INFORMATION GIVEN:
##############################
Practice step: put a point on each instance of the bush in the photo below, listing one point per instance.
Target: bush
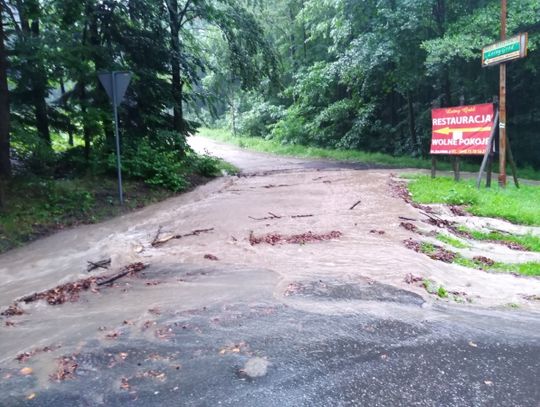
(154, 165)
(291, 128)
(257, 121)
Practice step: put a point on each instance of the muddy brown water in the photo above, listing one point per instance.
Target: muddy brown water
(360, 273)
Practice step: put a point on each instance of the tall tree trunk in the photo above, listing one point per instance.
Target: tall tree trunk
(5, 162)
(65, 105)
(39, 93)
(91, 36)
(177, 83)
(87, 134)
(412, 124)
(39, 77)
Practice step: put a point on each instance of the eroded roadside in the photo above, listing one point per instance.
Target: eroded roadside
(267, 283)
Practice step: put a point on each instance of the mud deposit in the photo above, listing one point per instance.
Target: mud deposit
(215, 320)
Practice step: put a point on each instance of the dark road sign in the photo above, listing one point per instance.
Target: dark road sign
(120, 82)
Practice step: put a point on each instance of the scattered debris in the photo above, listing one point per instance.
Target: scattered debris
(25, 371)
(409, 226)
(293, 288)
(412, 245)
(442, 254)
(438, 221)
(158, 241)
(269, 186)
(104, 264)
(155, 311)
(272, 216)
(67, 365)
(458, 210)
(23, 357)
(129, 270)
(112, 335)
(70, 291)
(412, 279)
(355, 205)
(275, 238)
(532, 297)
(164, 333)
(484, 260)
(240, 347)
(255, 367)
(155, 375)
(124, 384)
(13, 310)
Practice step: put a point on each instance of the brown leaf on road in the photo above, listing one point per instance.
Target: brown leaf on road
##############################
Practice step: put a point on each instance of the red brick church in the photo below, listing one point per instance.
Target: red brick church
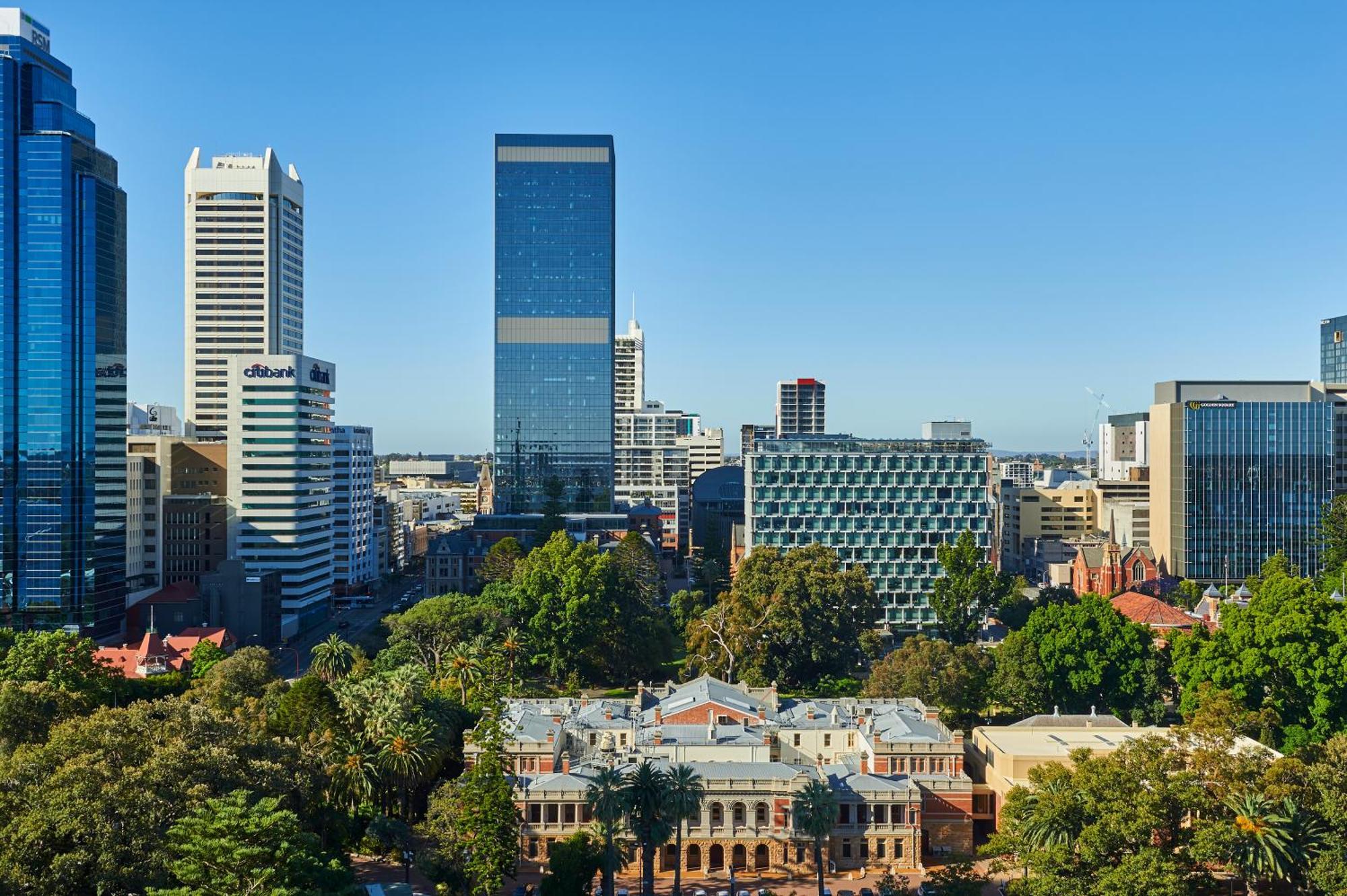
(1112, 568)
##############################
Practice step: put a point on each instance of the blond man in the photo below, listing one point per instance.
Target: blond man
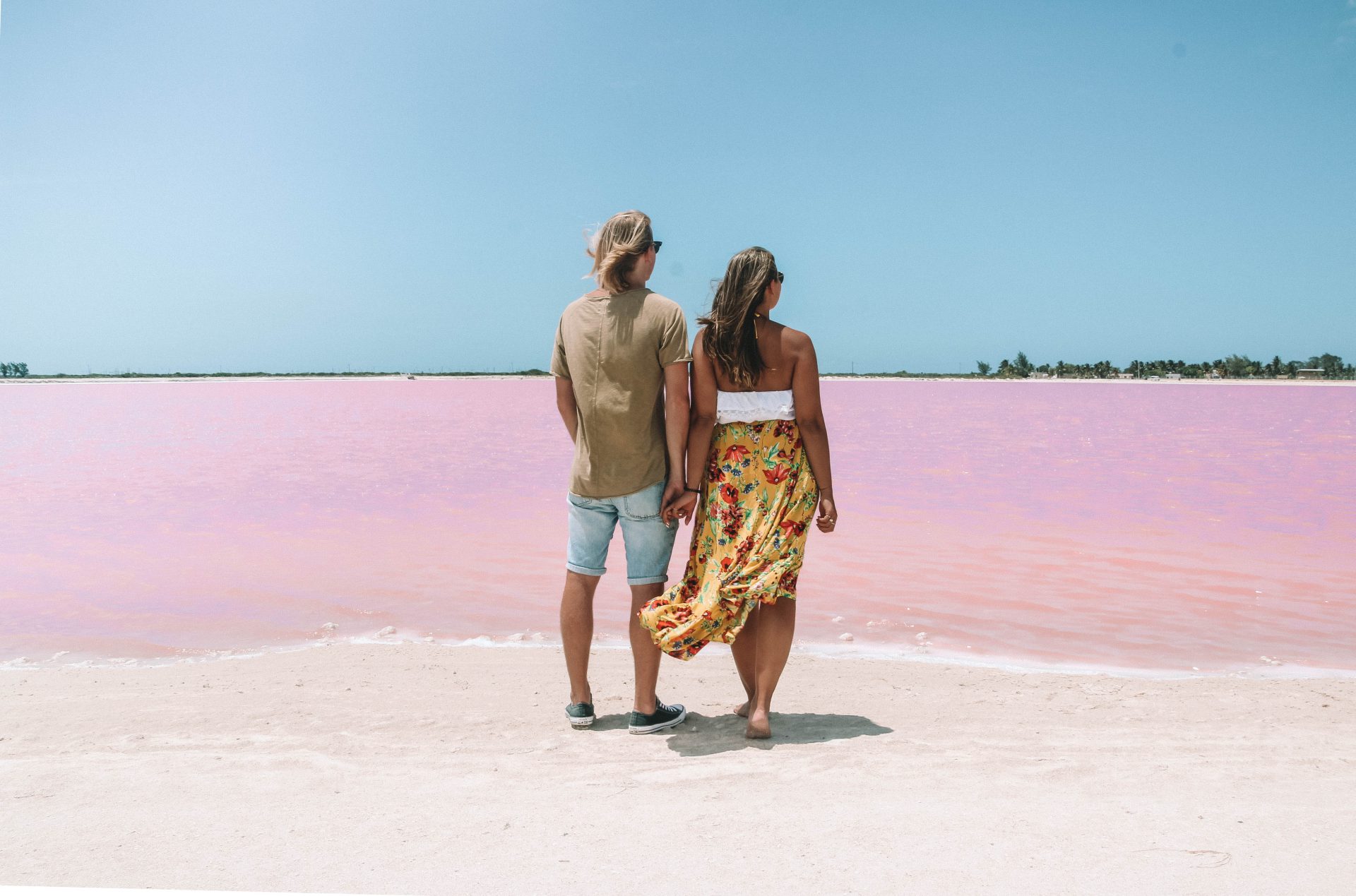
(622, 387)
##############################
EXERCISE REQUIREMENTS:
Extract from the material above the stretch running from the line containing "Practice step: put a point on each instance of the bush" through the line containing "Target: brown leaf on road". Keep the text exact and the pictures out.

TASK SOLUTION:
Practice step: put a point on each instance of the bush in the photo below, listing one point per instance.
Target: bush
(154, 165)
(291, 128)
(257, 121)
Practice step: put a point on each instance of the muddy brown water in the photo above, listing one point per instance.
Target: muddy brown water
(360, 273)
Practice step: put a point on each instance of the tall tree trunk in the photo above, listing one point per instance.
Target: tall tree trunk
(5, 162)
(65, 105)
(39, 93)
(91, 36)
(177, 83)
(87, 134)
(412, 124)
(39, 77)
Practice step: put a point on each instance of the eroded roadside in the photo above, listing one point per instance.
Target: eroded roadside
(267, 283)
Practice step: put a point on each instance of the mud deposit in the photo above, listing one point per instance.
Target: mud deposit
(215, 320)
Practice step: put a point on each instance of the dark road sign in the photo above, listing one point per instance.
Target: dark road sign
(120, 82)
Practice step: put a point on each instance of the scattered debris in the photo above, listing one point per instance.
Target: scattered debris
(25, 371)
(409, 226)
(293, 288)
(412, 245)
(442, 254)
(438, 221)
(158, 241)
(269, 186)
(104, 264)
(155, 311)
(272, 216)
(67, 365)
(458, 210)
(23, 357)
(129, 270)
(112, 335)
(70, 291)
(412, 279)
(355, 205)
(275, 238)
(532, 297)
(164, 333)
(484, 260)
(240, 347)
(255, 367)
(155, 375)
(124, 384)
(13, 310)
Practice step: put a point on each instance of the brown leaf on road in the photo above, listing one point per instance.
Target: brown leaf on road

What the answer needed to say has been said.